#### [Objective]
Copy every line of the data below word for word, leaving the pictures out of your answer.

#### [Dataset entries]
— BEGIN —

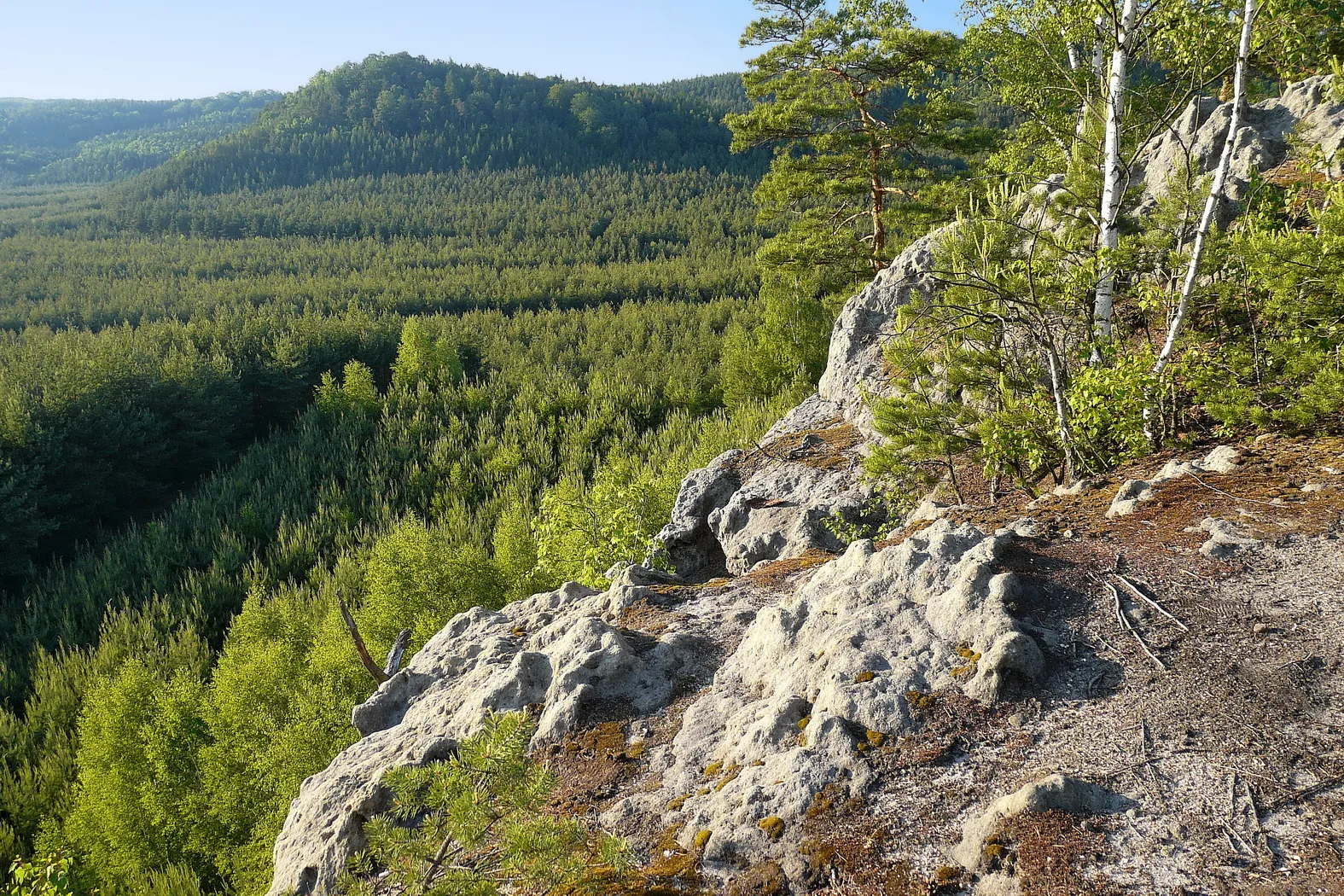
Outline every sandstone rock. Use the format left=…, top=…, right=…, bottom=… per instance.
left=648, top=450, right=745, bottom=578
left=709, top=463, right=871, bottom=575
left=760, top=393, right=844, bottom=445
left=1136, top=77, right=1344, bottom=211
left=603, top=520, right=1042, bottom=876
left=1185, top=515, right=1265, bottom=560
left=269, top=577, right=751, bottom=896
left=951, top=775, right=1129, bottom=870
left=1106, top=445, right=1242, bottom=519
left=817, top=229, right=946, bottom=435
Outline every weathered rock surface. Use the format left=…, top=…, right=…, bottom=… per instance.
left=650, top=410, right=886, bottom=579
left=262, top=567, right=753, bottom=896
left=269, top=79, right=1344, bottom=896
left=1106, top=445, right=1241, bottom=519
left=605, top=521, right=1042, bottom=876
left=951, top=775, right=1133, bottom=870
left=1137, top=77, right=1344, bottom=208
left=649, top=450, right=746, bottom=578
left=1187, top=515, right=1265, bottom=560
left=817, top=229, right=946, bottom=437
left=271, top=521, right=1042, bottom=896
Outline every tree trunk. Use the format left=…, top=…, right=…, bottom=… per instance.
left=868, top=147, right=887, bottom=265
left=1143, top=0, right=1258, bottom=442
left=1092, top=0, right=1138, bottom=354
left=1045, top=344, right=1075, bottom=485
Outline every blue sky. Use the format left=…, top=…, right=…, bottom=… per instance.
left=0, top=0, right=960, bottom=99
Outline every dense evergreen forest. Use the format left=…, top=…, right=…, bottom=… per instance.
left=0, top=90, right=281, bottom=184
left=0, top=55, right=778, bottom=892
left=0, top=0, right=1344, bottom=896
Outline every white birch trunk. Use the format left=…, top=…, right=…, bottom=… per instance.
left=1092, top=0, right=1138, bottom=349
left=1153, top=0, right=1258, bottom=376
left=1143, top=0, right=1258, bottom=442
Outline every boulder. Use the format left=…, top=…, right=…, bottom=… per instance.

— END —

#### [Complete response]
Outline every sandstone rock. Use the format left=…, top=…, right=…, bottom=… per instance.
left=648, top=450, right=745, bottom=578
left=709, top=463, right=871, bottom=575
left=760, top=393, right=844, bottom=445
left=1136, top=77, right=1344, bottom=211
left=603, top=520, right=1042, bottom=876
left=1185, top=515, right=1265, bottom=560
left=269, top=577, right=751, bottom=896
left=951, top=775, right=1129, bottom=870
left=1106, top=445, right=1242, bottom=519
left=817, top=229, right=946, bottom=435
Outline every weathered rock surface. Use the format left=…, top=…, right=…, bottom=… per instance.
left=650, top=410, right=886, bottom=579
left=262, top=567, right=753, bottom=896
left=269, top=79, right=1344, bottom=896
left=1106, top=445, right=1241, bottom=519
left=605, top=521, right=1042, bottom=876
left=951, top=775, right=1133, bottom=870
left=1137, top=77, right=1344, bottom=208
left=649, top=450, right=746, bottom=578
left=1187, top=515, right=1265, bottom=560
left=817, top=229, right=946, bottom=437
left=271, top=521, right=1042, bottom=896
Outline every tree trunk. Use the format left=…, top=…, right=…, bottom=… per instance.
left=868, top=147, right=887, bottom=265
left=1143, top=0, right=1258, bottom=442
left=1092, top=0, right=1138, bottom=354
left=1045, top=344, right=1075, bottom=485
Outline every blue sky. Use the format left=…, top=…, right=…, bottom=… per instance.
left=0, top=0, right=960, bottom=99
Outline every dense evergreen forest. Use the format left=…, top=…, right=…, bottom=… per instance.
left=0, top=90, right=281, bottom=184
left=0, top=55, right=778, bottom=892
left=0, top=0, right=1344, bottom=896
Outline every white birch trunk. Use the format left=…, top=…, right=…, bottom=… per instance.
left=1092, top=0, right=1138, bottom=349
left=1153, top=0, right=1258, bottom=376
left=1143, top=0, right=1258, bottom=442
Outline every boulder. Use the format left=…, top=…, right=…, bottom=… per instance.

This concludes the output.